Aim — Reproduce every record below in full, shifting each bounding-box coordinate in the answers up by 148. Leave all other lines and numbers as they are.
>> begin Listed records
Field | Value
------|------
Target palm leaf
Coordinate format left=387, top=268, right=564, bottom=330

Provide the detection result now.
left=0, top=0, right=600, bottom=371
>> end Listed records
Correct response —
Field | Value
------|------
Target palm leaf
Coordinate format left=387, top=268, right=564, bottom=330

Provide the detection result now.
left=148, top=148, right=748, bottom=519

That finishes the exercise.